### Task details
The entries follow. Please return all of them exactly.

(Stored entries)
*** Block opens ***

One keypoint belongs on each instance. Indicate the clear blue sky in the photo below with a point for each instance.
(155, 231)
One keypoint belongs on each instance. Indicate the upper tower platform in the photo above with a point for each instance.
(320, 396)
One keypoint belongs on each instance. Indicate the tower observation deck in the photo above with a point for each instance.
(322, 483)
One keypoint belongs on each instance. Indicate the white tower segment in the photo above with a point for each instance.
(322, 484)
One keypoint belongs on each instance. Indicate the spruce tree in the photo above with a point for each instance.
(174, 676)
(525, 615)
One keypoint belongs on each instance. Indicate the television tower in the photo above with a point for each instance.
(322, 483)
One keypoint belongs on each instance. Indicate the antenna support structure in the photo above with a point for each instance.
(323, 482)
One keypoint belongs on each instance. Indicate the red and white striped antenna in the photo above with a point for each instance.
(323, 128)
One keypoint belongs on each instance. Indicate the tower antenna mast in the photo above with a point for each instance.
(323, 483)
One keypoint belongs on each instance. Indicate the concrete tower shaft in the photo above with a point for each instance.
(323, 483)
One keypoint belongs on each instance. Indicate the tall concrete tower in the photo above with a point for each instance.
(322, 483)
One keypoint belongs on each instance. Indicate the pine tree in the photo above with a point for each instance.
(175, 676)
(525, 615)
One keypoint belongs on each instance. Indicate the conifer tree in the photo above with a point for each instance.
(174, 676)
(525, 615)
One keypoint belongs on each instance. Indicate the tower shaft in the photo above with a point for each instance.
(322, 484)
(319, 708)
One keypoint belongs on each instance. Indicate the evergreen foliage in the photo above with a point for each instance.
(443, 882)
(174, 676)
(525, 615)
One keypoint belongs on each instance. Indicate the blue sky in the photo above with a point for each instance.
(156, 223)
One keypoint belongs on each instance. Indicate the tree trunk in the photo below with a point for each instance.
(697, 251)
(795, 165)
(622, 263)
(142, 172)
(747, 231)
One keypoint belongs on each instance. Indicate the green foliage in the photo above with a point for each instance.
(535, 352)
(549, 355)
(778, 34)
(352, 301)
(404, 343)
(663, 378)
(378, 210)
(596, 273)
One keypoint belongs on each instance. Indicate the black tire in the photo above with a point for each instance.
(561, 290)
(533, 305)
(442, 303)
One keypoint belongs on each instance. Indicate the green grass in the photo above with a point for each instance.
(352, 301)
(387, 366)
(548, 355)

*** Block closes ***

### Answer for the task
One keypoint belongs on each instance. Indicate the clear blue sky in the photo below with a point for each instance.
(155, 231)
One keypoint belongs on each instance. Indicate the upper tower platform in the photo above with a point for each instance.
(320, 396)
One keypoint belongs on each instance. Indicate the tower observation deck in the photo above with a point for each instance.
(322, 483)
One keypoint belongs on each instance. Indicate the white tower segment in the photo above with a point for each instance.
(322, 484)
One keypoint belongs on each instance. Indicate the spruce tree in the photo above with a point for each instance.
(174, 676)
(525, 615)
One keypoint belongs on each instance. Indicate the television tower in the photo above with a point for each instance.
(322, 483)
One keypoint belongs on each instance. Indicate the antenna support structure in the photo above with a point for each instance.
(323, 482)
One keypoint belongs on each instance. Indicate the red and white striped antenna in the photo above with a point for each instance.
(323, 128)
One keypoint belongs on each instance. Indicate the tower antenna mast in the photo above with a point for each instance.
(323, 483)
One keypoint belongs on each instance. Indicate the concrete tower shaft in the photo above with a point for each instance.
(323, 483)
One keypoint belongs on each instance. Indicate the tall concrete tower in the photo above with a point for each instance.
(322, 483)
One keypoint belongs on each instance. Indicate the pine tree in the photo above with a point for each instance.
(175, 676)
(525, 615)
One keypoint belongs on each instance. Indicate the conifer tree in the photo above with a point for each instance.
(174, 676)
(525, 615)
One keypoint belongs on each instance. Indicate the tower shaft in the photo above with a point for each instance.
(322, 484)
(319, 708)
One keypoint belongs on each instance. Indicate the evergreen foliage in the photo above with a point for each instance.
(443, 882)
(174, 676)
(525, 615)
One keypoint belongs on each instance. Indicate the blue sky in the photo above with a point for each instance.
(156, 223)
One keypoint belongs on each instance. Indicate the tree trunk in the photo below with a point for each instance.
(697, 251)
(795, 165)
(622, 263)
(142, 172)
(747, 231)
One keypoint belongs on each instance. Indicate the green foliage in the photo above with a point for each instance.
(535, 352)
(549, 355)
(778, 34)
(352, 301)
(404, 343)
(663, 378)
(378, 210)
(596, 273)
One keypoint belongs on each instance. Indicate the black tire in the photo above with a point for each instance.
(561, 290)
(533, 305)
(442, 303)
One keypoint belongs on each instance. Indicate the green grass in the photo above with a point for each instance.
(352, 301)
(387, 366)
(548, 355)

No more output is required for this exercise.